WHAT IS BEING ASKED: Count how many lines in the data below contain the string "woman". Give only the number.

DATA EXCERPTS:
◆ ◆ ◆

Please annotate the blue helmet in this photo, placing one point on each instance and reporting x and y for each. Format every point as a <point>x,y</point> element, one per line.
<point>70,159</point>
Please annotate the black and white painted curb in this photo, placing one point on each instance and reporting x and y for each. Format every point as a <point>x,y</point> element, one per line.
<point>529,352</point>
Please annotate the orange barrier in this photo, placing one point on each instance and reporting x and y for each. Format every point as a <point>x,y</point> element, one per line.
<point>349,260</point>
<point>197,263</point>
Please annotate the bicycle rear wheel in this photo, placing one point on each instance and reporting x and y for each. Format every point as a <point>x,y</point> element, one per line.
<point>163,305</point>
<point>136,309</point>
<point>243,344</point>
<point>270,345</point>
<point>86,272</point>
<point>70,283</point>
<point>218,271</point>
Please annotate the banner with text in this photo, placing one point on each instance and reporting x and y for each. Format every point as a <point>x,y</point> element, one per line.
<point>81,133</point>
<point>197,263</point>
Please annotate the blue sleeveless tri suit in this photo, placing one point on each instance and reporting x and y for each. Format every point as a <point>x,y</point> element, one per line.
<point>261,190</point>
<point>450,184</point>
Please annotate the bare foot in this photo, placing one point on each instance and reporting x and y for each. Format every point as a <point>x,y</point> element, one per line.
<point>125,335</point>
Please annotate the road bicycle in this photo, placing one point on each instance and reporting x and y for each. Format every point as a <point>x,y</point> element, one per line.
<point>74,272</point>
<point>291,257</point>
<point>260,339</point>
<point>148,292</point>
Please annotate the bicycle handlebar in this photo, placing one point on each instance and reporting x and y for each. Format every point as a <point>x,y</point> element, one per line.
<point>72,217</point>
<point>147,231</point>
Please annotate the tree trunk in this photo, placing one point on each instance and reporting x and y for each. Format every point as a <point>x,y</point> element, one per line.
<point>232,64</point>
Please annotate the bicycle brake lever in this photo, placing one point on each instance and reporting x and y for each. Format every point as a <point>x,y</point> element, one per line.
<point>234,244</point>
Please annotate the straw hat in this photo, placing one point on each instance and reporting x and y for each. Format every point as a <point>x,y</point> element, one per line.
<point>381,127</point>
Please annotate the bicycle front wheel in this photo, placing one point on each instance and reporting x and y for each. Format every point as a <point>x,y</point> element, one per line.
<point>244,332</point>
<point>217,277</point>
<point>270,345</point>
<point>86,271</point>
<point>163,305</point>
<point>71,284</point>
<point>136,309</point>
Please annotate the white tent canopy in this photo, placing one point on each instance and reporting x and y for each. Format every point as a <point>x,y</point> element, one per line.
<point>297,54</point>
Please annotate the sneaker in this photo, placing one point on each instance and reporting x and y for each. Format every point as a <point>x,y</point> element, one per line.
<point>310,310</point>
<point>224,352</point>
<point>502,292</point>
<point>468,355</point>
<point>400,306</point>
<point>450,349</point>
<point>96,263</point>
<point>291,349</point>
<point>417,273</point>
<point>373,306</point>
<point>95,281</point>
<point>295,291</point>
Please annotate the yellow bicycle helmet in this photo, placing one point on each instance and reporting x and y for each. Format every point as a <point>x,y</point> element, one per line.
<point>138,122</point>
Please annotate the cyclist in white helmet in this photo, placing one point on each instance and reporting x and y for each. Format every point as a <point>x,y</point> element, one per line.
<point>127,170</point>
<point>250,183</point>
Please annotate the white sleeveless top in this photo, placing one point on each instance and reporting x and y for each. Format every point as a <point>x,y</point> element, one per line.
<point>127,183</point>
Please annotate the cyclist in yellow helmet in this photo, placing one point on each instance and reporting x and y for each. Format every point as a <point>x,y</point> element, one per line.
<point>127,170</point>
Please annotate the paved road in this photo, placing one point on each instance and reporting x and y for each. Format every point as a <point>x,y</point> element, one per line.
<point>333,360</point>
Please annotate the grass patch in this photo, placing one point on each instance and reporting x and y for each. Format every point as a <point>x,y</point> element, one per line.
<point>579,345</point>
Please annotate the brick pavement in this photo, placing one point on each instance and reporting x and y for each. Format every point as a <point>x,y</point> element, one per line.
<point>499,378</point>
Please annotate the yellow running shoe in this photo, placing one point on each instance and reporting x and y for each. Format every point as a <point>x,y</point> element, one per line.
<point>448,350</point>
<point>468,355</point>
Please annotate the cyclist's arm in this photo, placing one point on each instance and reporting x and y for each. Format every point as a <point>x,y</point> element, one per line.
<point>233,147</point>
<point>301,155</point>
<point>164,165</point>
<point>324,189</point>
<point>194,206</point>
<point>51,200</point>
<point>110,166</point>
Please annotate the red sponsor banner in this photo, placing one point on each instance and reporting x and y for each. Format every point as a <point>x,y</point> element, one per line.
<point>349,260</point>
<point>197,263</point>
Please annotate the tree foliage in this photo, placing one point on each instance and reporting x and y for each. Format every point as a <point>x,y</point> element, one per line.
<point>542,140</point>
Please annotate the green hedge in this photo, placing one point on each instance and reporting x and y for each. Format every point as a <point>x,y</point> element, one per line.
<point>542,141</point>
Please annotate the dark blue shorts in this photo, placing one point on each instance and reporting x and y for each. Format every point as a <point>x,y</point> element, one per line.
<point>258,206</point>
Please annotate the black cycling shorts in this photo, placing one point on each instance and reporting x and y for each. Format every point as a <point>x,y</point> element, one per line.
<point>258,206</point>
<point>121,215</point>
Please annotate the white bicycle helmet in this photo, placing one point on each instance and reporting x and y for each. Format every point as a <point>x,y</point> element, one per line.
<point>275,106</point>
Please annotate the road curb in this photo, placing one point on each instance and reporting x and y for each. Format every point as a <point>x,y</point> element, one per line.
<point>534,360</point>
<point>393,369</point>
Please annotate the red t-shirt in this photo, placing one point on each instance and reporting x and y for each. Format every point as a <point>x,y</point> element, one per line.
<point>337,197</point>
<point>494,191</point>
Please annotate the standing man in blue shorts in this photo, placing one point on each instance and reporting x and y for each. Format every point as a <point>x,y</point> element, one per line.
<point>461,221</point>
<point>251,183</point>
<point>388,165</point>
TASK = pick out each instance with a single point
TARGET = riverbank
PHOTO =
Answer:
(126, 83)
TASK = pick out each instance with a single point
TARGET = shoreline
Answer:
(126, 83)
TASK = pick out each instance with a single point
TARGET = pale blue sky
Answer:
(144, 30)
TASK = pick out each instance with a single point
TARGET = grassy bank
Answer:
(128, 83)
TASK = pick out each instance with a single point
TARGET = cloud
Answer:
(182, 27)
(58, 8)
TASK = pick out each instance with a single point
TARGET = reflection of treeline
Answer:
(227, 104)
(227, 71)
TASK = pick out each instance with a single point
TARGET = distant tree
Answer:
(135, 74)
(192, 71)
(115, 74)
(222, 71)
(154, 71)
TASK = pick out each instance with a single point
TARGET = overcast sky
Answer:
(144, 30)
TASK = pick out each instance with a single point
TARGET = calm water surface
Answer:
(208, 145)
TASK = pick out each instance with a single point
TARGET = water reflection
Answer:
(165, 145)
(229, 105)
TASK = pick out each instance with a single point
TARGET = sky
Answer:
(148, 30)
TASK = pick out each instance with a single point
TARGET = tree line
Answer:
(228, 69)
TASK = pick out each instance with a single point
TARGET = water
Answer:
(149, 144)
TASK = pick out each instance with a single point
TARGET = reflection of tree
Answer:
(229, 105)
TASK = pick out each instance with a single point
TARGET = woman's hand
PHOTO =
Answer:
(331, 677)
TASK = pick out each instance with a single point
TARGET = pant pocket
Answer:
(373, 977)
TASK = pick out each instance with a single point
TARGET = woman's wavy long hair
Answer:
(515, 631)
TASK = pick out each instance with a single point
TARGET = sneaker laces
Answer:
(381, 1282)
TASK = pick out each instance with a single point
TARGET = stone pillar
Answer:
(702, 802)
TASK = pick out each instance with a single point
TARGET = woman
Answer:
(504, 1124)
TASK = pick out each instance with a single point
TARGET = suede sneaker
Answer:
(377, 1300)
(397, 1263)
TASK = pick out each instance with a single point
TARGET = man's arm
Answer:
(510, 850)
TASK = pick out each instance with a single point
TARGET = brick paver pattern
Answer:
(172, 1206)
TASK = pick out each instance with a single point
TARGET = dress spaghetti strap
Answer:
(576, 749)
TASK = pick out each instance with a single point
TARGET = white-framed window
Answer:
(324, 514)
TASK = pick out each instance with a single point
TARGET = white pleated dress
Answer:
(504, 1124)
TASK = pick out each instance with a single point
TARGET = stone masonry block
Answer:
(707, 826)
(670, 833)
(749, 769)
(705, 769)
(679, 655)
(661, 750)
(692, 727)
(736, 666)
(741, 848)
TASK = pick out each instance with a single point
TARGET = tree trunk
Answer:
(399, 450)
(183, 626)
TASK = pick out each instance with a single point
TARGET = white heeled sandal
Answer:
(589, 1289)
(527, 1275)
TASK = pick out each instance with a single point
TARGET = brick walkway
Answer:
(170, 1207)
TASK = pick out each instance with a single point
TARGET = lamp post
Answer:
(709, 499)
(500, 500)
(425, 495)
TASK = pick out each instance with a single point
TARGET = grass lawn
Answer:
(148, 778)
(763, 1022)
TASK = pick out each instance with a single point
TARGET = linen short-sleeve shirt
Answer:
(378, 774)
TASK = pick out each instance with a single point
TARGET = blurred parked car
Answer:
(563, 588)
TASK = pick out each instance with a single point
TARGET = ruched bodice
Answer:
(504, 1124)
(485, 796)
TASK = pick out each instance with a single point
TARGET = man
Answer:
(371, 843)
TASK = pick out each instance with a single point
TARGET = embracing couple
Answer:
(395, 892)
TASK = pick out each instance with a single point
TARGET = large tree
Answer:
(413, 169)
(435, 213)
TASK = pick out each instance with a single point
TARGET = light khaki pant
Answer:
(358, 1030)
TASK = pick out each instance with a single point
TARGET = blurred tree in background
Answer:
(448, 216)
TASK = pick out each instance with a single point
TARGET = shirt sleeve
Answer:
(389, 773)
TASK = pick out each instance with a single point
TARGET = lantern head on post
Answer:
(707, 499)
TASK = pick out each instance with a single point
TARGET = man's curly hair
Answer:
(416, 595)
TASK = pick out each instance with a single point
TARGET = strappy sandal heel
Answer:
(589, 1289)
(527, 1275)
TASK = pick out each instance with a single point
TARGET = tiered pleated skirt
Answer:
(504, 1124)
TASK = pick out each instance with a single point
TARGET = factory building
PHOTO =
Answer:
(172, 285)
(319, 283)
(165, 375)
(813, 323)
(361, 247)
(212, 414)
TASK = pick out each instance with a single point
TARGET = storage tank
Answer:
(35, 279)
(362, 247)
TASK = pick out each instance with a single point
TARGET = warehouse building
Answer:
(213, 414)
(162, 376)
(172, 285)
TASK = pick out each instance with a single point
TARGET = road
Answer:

◆ ◆ ◆

OUTPUT: 3